═════ DATA FOR THE TASK
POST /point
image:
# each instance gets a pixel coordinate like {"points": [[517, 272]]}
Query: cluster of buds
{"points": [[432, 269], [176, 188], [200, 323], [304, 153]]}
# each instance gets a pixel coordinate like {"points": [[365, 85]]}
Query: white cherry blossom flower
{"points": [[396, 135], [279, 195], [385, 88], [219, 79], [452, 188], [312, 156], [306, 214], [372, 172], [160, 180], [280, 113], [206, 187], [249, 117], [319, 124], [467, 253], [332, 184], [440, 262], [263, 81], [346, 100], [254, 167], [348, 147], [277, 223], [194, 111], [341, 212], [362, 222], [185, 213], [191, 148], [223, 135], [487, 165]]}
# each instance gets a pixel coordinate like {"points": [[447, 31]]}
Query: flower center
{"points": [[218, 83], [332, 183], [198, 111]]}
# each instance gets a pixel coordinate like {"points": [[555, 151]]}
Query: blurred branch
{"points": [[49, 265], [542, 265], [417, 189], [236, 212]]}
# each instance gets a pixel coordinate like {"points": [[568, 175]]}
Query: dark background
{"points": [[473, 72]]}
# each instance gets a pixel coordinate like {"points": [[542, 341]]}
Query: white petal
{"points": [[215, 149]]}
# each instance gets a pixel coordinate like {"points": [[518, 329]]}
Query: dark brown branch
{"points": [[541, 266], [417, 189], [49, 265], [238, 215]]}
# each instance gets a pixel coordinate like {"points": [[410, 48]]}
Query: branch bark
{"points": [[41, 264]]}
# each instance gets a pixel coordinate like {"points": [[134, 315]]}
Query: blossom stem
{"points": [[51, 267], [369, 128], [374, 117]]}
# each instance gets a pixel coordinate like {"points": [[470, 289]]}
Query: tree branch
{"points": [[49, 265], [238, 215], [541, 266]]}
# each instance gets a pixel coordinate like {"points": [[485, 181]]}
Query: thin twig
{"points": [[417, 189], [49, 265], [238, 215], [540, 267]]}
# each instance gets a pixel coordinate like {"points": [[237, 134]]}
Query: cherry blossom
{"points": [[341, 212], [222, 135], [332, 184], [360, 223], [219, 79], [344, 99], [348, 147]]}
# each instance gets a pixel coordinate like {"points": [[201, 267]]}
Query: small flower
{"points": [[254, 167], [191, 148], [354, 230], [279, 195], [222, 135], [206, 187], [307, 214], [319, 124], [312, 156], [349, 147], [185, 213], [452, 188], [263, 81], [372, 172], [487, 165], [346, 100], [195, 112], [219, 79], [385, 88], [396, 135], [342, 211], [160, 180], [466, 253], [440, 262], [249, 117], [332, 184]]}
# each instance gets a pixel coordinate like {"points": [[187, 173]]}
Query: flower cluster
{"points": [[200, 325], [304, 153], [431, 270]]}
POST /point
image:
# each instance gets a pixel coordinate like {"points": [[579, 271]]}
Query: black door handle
══════════
THE REQUEST >>
Extract all of the data shown above and repeat it verbatim.

SOLVED EXERCISE >>
POST /point
image:
# each instance gets a pixel coordinate like {"points": [[517, 272]]}
Query: cluster of buds
{"points": [[432, 269], [176, 188], [200, 323], [304, 153]]}
# each instance gets a pixel coordinate like {"points": [[365, 85]]}
Query: white cherry blossom flower
{"points": [[396, 135], [279, 195], [385, 88], [219, 79], [452, 188], [312, 156], [306, 214], [372, 172], [160, 180], [280, 113], [206, 187], [249, 117], [319, 124], [467, 253], [332, 184], [440, 262], [263, 81], [346, 100], [254, 167], [348, 147], [277, 223], [194, 111], [341, 212], [362, 222], [185, 213], [191, 148], [223, 135], [487, 165]]}
# each instance gets a pixel coordinate like {"points": [[447, 31]]}
Query: flower center
{"points": [[218, 83], [332, 183], [198, 111]]}
# each instance gets a pixel coordinate like {"points": [[555, 151]]}
Query: blurred branch
{"points": [[49, 265], [542, 265], [417, 189], [236, 212]]}
# each instance gets a pixel coordinate like {"points": [[568, 175]]}
Query: dark background
{"points": [[473, 72]]}
# each instance gets a pixel coordinate like {"points": [[542, 341]]}
Query: white petal
{"points": [[215, 149]]}
# each instance gets a pixel coordinate like {"points": [[518, 329]]}
Query: dark brown branch
{"points": [[541, 266], [417, 189], [49, 265], [238, 215]]}
# each instance gets a pixel coordinate like {"points": [[410, 48]]}
Query: branch bark
{"points": [[41, 264]]}
# each instance gets a pixel coordinate like {"points": [[134, 315]]}
Query: blossom stem
{"points": [[51, 267], [369, 128], [374, 117]]}
# each instance gets a pixel coordinate like {"points": [[470, 289]]}
Query: tree branch
{"points": [[49, 265], [238, 215], [541, 266]]}
# each instance gets a pixel coordinate like {"points": [[485, 181]]}
Query: thin twig
{"points": [[417, 189], [49, 265], [238, 215], [540, 267]]}
# each instance gets a pixel coordinate like {"points": [[237, 134]]}
Query: cherry blossom
{"points": [[341, 212], [222, 135], [332, 184], [360, 223], [219, 79], [344, 99], [348, 147]]}
# each instance gets a pixel coordinate like {"points": [[201, 267]]}
Query: small flower
{"points": [[254, 167], [191, 148], [354, 230], [279, 195], [222, 135], [206, 187], [307, 214], [319, 124], [312, 156], [349, 147], [185, 213], [452, 188], [263, 81], [372, 172], [487, 165], [346, 100], [195, 112], [219, 79], [385, 88], [396, 135], [342, 211], [160, 180], [466, 253], [440, 262], [249, 117], [332, 184]]}
# each instance gets a pixel coordinate like {"points": [[187, 173]]}
Query: flower cluster
{"points": [[200, 325], [304, 153], [431, 270]]}
POST /point
image:
# each instance gets a pixel coordinate like {"points": [[579, 271]]}
Query: black door handle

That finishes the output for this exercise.